Photo du rédacteur: Kevin LetalleurKevin Letalleur

Dernière mise à jour : 17 nov. 2022

Aujourd'hui, on célèbre l'anniversaire de la fin du conflit le plus cinglant de l'histoire du Rock.



Indéniablement, les rivalités internes, les querelles intestines et autres conflits fratricides ont contribué à agiter tout au long de son plus-de-demi-siècle d'histoire un narratif Rock qui ne manquait pourtant pas d'aspérités. De l'inimitié opposant Roger Hogdson et Rick Davies au sein de Supertramp à l'innocent free fight improvisé par les frères Gallagher dans les backstages du Rock en Seine 2009, en passant par la jalousie notoire que Paul Stanley vouait à Ace Frehley du côté de Kiss, rares sont les groupes qui peuvent se targuer d'avoir su conserver des relations harmonieuses sur la durée - si tant est qu'elles l'aient été ne serait-ce qu'un jour dans certains cas. Toutefois, parmi cette constellation de dissensions claustrées, peu furent aussi atomiques que celle qui opposa - et oppose toujours - David Gilmour à Roger Waters.


1985. Deux ans après The Final Cut - ce fameux requiem de Roger Waters interprété par Pink Floyd, Roger Waters décide que la formation n'a plus lieu d'être. Problème : sur le strict plan juridique, l'impétueux bassiste ne peut dissoudre de son seul chef Pink Floyd. En cause, un accord verbal tout aussi valable qu'un accord écrit qui stipulait que toute action entreprise par un membre du groupe devait être validée par les autres, en plus du manager historique Steve O'Rourke. A partir de là, l'histoire sombre dans un hallucinant concours d'ego trip.

→ **CONSIGNE A**
Quels groupes de rock sont nommés dans l'article ci-dessus sur la brouille entre David Gilmour et Roger Waters ?
→ **CONSIGNE B**
Poursuivez l'article ci-dessus sur la brouille entre David Gilmour et Roger Waters à partir de sa dernière phrase.

→ **DONNÉES FOURNIES**
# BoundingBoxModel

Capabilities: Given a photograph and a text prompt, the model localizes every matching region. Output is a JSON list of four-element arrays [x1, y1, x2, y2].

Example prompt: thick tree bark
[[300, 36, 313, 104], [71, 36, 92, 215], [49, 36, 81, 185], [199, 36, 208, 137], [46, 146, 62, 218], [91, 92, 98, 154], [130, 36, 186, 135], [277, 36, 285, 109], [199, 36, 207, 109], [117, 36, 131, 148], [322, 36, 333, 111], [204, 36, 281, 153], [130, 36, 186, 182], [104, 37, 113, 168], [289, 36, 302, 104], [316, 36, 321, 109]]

→ **RÉPONSE RÉDIGÉE A**
Supertramp, Kiss, Pink Floyd

→ **RÉPONSE RÉDIGÉE B**
Depuis plus d'une décennie, Waters s'est imposé comme le poumon créatif du Floyd, pour ne pas dire son unique moteur. Une prise de pouvoir crescendo qui atteindra son périgée en 1979 avec The Wall - un album qui relevait déjà de l'ego trip halluciné. Après avoir porté à bout de bras le quatuor durant ce que d'aucuns considèrent comme son âge d'or discographique, Waters estime que son départ du groupe lui serait invariablement fatal. Il quitte donc le navire. Pas comme n'importe quel musicien classique abandonnerait un projet, non... A la Waters, c'est-à-dire en annonçant publiquement la fin de Pink Floyd à la maison de disques, aux médias, au conclave et peut-être même au conseil de sécurité des Nations-Unies. En décembre 1985 donc, Pink Floyd est officiellement un groupe dont l'histoire se conjugue à l'imparfait du subjonctif. Enfin, officiellement...

"Ego ! Ego everywhere !"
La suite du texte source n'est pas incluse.